TASK BRIEF: Reproduce all the records below word for word, omitting the pictures.

##### DATASET RECORDS #####

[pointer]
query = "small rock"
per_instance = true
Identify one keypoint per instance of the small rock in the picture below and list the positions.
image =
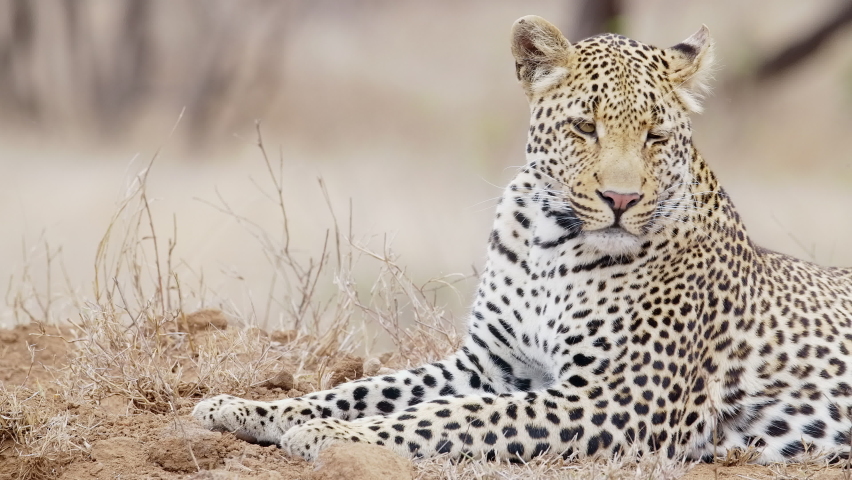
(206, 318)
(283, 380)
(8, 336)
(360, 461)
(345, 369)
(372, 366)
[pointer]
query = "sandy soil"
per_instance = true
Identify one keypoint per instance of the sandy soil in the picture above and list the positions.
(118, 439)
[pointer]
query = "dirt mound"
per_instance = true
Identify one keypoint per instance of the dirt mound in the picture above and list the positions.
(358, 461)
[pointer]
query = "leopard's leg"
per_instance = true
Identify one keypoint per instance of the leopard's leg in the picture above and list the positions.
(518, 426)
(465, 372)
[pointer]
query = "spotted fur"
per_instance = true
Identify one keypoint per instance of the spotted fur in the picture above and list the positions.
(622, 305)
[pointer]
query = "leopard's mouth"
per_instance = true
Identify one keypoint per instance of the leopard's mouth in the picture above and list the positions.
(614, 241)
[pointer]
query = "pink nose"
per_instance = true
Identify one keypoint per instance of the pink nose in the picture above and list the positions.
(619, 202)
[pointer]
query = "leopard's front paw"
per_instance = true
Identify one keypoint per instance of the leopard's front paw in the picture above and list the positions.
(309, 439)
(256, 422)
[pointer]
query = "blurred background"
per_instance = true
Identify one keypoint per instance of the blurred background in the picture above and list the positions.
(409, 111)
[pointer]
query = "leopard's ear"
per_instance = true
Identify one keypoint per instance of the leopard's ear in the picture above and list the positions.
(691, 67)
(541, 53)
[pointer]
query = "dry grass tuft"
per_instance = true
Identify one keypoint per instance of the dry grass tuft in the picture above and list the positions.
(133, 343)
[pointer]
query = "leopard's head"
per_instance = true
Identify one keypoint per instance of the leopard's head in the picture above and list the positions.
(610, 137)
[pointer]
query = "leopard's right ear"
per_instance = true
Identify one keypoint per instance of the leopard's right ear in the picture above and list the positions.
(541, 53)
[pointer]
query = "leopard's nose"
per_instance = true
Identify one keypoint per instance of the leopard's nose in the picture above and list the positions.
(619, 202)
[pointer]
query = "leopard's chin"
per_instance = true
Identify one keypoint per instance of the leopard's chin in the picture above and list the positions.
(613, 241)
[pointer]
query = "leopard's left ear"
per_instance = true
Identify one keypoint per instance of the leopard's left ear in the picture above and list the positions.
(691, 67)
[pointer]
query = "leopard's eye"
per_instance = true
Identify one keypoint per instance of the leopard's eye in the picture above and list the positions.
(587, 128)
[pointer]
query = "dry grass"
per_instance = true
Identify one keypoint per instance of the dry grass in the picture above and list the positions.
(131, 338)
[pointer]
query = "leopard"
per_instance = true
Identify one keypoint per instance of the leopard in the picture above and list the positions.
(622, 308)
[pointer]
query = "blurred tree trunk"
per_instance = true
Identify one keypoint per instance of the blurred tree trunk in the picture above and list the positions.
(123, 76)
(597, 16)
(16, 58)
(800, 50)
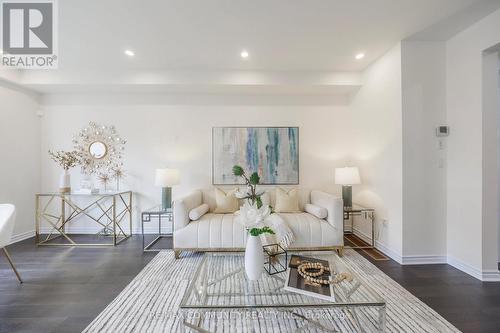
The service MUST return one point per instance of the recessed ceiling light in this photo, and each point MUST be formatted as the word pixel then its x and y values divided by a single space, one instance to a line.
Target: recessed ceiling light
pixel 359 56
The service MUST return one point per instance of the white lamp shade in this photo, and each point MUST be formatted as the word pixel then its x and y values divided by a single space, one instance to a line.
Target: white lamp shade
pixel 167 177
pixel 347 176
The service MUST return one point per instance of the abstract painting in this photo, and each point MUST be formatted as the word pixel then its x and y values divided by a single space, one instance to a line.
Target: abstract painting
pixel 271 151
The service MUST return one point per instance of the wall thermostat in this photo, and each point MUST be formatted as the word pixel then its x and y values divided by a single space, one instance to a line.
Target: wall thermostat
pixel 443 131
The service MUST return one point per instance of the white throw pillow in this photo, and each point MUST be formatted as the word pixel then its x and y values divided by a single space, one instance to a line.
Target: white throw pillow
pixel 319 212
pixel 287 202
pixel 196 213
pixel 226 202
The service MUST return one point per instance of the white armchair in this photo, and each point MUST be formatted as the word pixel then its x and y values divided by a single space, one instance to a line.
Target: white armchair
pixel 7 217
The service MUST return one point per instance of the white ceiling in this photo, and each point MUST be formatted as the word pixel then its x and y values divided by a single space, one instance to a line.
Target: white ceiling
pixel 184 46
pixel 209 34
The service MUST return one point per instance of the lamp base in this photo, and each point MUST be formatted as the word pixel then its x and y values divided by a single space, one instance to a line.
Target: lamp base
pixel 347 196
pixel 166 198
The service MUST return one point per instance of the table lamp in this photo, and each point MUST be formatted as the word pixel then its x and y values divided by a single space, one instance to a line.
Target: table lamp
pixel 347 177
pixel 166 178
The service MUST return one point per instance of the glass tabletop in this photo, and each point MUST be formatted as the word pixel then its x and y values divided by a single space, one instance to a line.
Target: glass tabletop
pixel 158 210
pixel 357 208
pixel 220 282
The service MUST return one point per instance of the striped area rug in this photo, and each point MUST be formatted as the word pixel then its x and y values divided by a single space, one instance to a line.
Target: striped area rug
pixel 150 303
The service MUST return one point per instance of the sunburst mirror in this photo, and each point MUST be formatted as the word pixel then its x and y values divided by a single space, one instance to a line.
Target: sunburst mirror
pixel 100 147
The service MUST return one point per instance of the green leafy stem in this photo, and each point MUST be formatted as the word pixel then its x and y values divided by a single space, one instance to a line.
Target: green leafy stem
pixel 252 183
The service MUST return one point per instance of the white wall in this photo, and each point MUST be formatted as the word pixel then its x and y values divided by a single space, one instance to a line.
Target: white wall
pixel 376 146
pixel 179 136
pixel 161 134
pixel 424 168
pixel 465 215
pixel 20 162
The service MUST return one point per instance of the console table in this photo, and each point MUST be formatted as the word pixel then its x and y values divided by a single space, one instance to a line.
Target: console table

#####

EXERCISE SOLUTION:
[pointer]
query = "small rock"
per_instance = true
Identify one keypoint per instance of the small rock in the picture below and list the positions.
image =
(206, 318)
(283, 380)
(8, 336)
(360, 461)
(345, 369)
(372, 366)
[pointer]
query = "sandy soil"
per_instance = true
Identify one keypoint per instance of the sandy soil in the picture above and list the positions.
(118, 439)
[pointer]
query = "dirt mound"
per_instance = true
Identify one keypoint per instance of the dirt mound in the picture above and list the positions.
(358, 461)
[pointer]
query = "leopard's leg"
per_instance = true
Identify one keypoint per instance of the leopard's leg in the picture above and list the positions.
(518, 426)
(465, 372)
[pointer]
query = "spotted fur"
per_instance = true
Identify one keypoint per instance of the spotted fur in the picture above and list the positions.
(622, 305)
[pointer]
query = "leopard's mouth"
per_instance = true
Identify one keypoint per instance of the leopard's mouth in the picture above and list the positions.
(614, 241)
[pointer]
query = "pink nose"
per_instance = true
Identify one keypoint per instance of the pink nose in the picture above and list the positions.
(619, 202)
[pointer]
query = "leopard's front paw"
per_instance = true
Identify one keypoint per instance of the leopard's front paw in the picture above and list the positions.
(309, 439)
(256, 422)
[pointer]
query = "blurred background"
per_instance = true
Identify one keypoint per instance of the blurred background in the picture above and list the positions.
(409, 111)
[pointer]
query = "leopard's ear"
per_instance = true
Identify one keypoint per instance of the leopard's ear in the picture above and list the positions.
(691, 67)
(541, 53)
[pointer]
query = "dry grass tuft"
per_instance = true
Identify one keypoint per instance of the dry grass tuft in the picture above and list the positions.
(133, 343)
[pointer]
query = "leopard's head"
per_instance = true
Identify one keypoint per instance of the leopard's head in the picture above and list the positions.
(610, 137)
[pointer]
query = "leopard's right ear"
per_instance = true
Identify one keypoint per instance of the leopard's right ear in the picture above and list the positions.
(541, 53)
[pointer]
query = "leopard's nose"
per_instance = true
Identify one keypoint per instance of the leopard's nose in the picture above and list the positions.
(619, 202)
[pointer]
query = "leopard's chin"
per_instance = true
Identify one keypoint per instance of the leopard's chin in the picture above and list the positions.
(613, 241)
[pointer]
query = "leopard's left ear"
per_instance = true
Identify one keypoint per instance of the leopard's left ear in the picture above and list the positions.
(691, 67)
[pointer]
query = "leopard's eye"
per_instance = true
Identify one keypoint per instance of the leopard's eye in the picture above and list the positions.
(587, 128)
[pointer]
query = "dry grass"
per_instance = true
Identify one keypoint per instance of the dry grass in the picture above and list the positions.
(131, 338)
[pointer]
query = "leopard"
per_instance = true
Identify one keypoint per instance of the leopard in the picture above and list the positions.
(622, 308)
[pointer]
query = "blurred tree trunk"
per_instance = true
Identify one keypoint per instance of the blurred tree trunk in the picture above and list the positions.
(123, 76)
(597, 16)
(16, 58)
(800, 50)
The service MUST return one point per instance of the recessed ceiling light in this photo, and each point MUST be formatted as the word pixel then its x and y values divided by a single space, one instance to a line.
Target: recessed ceiling light
pixel 359 56
The service MUST return one point per instance of the white lamp shade in this photo, and each point MUST be formatted as the word pixel then its x and y values divided by a single space, one instance to a line.
Target: white lamp shade
pixel 167 177
pixel 347 176
The service MUST return one point per instance of the abstract painting in this photo, and each point MUST be formatted as the word pixel then its x and y values divided by a single space, one instance to a line.
Target: abstract painting
pixel 271 151
The service MUST return one point per instance of the wall thermostat in this photo, and each point MUST be formatted as the word pixel then its x and y values divided by a single space, one instance to a line.
Target: wall thermostat
pixel 443 131
The service MUST return one point per instance of the white throw pillow in this photo, and each point MUST be formatted as the word pixel then its x and y values divided by a single space, one instance to a line.
Target: white throw pillow
pixel 319 212
pixel 287 202
pixel 196 213
pixel 226 202
The service MUST return one point per instance of the white armchair in this photo, and each point MUST be formatted as the word pixel then its x and y values divided by a single space, one instance to a line.
Target: white armchair
pixel 7 217
The service MUST return one point per instance of the white ceiling in this photo, and each point MUST be formatted as the word pixel then its x and y values divided by a single space, one instance to a line.
Target: white ceiling
pixel 184 46
pixel 209 34
The service MUST return one point per instance of the lamp base in this photo, and each point MUST be formatted as the word pixel then its x and y values divided by a single space, one instance to a line.
Target: lamp base
pixel 347 196
pixel 166 198
The service MUST return one point per instance of the table lamp in this photo, and each point MUST be formatted as the word pixel then its x and y values divided by a single space, one instance to a line.
Target: table lamp
pixel 347 177
pixel 166 178
The service MUST return one point per instance of the glass tabletop in this photo, and each point MUST be formatted as the word pixel then its x and y values divided by a single space, one instance to a line.
Target: glass tabletop
pixel 158 210
pixel 357 208
pixel 220 282
The service MUST return one point per instance of the striped area rug in this photo, and each point MUST be formatted as the word pixel then its x and y values divided by a single space, one instance to a line.
Target: striped area rug
pixel 150 303
The service MUST return one point per instance of the sunburst mirror in this photo, and each point MUST be formatted as the word pixel then its x and y values divided by a single space, one instance to a line.
Target: sunburst mirror
pixel 100 147
The service MUST return one point per instance of the green leafy stem in this photo, and each point MUST be formatted as the word pixel then its x and y values divided by a single space, one instance to a line.
Target: green leafy stem
pixel 252 183
The service MUST return one point per instance of the white wall in this photo, and each point MUST be formatted as the word pixel then its x and y values divided by a single space, one instance to a line.
Target: white wall
pixel 376 146
pixel 179 136
pixel 161 134
pixel 424 168
pixel 465 215
pixel 20 162
The service MUST return one point per instance of the console table in this photo, and each point MUST be formatted as the word pixel then its x and y values divided by a single space, one instance to a line.
Target: console table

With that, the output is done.